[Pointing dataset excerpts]

** begin **

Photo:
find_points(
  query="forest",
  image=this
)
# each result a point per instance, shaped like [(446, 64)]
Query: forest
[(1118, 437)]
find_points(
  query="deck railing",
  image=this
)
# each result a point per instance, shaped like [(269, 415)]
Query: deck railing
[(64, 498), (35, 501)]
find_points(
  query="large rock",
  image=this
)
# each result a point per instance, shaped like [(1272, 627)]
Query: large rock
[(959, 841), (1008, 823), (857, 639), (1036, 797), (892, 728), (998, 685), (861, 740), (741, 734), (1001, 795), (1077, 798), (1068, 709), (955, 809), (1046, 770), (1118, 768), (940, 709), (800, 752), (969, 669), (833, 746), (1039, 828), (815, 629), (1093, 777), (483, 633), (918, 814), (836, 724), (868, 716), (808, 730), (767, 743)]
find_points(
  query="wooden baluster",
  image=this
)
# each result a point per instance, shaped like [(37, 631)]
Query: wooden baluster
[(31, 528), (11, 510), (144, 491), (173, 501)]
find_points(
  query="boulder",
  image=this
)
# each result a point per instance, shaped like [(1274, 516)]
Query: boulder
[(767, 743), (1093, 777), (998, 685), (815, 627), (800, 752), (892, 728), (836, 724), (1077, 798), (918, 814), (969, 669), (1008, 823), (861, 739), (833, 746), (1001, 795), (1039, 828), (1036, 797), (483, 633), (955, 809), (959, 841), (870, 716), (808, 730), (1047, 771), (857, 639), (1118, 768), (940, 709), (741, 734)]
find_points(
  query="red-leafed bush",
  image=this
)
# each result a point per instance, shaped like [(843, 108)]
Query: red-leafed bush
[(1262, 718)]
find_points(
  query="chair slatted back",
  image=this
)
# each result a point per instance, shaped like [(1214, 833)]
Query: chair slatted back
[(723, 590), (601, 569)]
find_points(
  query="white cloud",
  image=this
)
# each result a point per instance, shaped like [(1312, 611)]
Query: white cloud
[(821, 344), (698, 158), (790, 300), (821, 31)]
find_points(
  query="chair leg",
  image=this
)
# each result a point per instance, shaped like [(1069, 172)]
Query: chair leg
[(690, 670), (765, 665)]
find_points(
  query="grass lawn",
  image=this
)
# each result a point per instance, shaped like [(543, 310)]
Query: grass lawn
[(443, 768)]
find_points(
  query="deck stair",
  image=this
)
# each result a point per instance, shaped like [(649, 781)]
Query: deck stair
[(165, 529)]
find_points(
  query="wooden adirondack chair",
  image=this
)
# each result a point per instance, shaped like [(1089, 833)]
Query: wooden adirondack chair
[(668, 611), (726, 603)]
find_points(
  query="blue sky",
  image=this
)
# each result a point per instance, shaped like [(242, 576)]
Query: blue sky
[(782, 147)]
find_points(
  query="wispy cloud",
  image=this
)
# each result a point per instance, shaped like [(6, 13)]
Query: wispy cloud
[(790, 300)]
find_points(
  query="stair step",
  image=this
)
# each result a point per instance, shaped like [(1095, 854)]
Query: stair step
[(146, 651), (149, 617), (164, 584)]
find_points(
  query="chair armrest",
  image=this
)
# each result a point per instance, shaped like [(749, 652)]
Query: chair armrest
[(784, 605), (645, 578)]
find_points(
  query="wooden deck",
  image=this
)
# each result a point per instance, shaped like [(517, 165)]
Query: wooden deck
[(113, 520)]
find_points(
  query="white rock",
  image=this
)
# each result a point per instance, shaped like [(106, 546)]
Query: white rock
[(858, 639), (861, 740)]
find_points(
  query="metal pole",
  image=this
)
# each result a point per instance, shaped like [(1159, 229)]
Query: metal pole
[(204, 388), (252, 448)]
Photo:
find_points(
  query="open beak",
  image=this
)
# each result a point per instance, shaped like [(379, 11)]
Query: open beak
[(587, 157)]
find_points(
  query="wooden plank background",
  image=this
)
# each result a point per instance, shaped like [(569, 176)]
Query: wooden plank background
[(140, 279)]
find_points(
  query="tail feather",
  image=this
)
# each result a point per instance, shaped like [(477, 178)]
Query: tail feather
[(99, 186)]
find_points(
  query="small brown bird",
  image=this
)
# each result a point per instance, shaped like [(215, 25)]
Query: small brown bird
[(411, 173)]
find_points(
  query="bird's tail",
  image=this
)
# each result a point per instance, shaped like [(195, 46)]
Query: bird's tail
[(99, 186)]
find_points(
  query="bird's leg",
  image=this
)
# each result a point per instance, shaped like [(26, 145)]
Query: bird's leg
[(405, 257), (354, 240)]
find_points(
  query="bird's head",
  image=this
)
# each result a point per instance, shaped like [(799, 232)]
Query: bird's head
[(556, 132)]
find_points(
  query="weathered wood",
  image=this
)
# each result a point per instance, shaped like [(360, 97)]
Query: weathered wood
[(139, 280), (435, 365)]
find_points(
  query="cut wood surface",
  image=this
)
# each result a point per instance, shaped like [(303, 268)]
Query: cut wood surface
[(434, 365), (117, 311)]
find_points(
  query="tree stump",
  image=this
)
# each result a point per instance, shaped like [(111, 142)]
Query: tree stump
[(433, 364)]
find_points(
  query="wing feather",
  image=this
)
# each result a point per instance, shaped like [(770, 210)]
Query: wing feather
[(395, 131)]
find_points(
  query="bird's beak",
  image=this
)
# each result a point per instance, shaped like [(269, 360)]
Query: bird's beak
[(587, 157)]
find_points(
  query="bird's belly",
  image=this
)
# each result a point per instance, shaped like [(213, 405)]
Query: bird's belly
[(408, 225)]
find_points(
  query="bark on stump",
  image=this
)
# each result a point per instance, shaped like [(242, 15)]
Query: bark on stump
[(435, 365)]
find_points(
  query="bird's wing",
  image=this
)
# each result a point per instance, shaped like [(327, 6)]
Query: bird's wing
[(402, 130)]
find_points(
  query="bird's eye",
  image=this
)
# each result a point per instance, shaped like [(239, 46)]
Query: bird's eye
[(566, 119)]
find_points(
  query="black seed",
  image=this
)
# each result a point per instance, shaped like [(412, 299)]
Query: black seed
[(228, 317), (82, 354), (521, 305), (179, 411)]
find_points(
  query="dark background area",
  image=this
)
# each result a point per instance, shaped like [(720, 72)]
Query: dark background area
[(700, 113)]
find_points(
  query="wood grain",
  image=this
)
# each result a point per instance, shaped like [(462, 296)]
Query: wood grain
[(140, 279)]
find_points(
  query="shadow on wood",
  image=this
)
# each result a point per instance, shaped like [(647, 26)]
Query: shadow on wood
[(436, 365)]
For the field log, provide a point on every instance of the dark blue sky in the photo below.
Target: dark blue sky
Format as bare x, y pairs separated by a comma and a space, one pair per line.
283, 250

** end **

◆ Task details
Starting at the beginning of the material and ending at the line containing "[(64, 498), (35, 501)]", write out every line again, adding 45 to each coordinate in the lists that come right after the "Query:" lines. Leave all other lines and numbers unchanged.

◆ Correct response
Photo:
find_points(
  query="forest",
  image=this
)
# each result a point per instance, shaped like [(446, 64)]
Query: forest
[(1163, 482)]
find_points(
  query="deck railing",
  image=this
)
# each result a point per instance, shaped like [(269, 415)]
Query: deck railing
[(109, 543), (80, 546)]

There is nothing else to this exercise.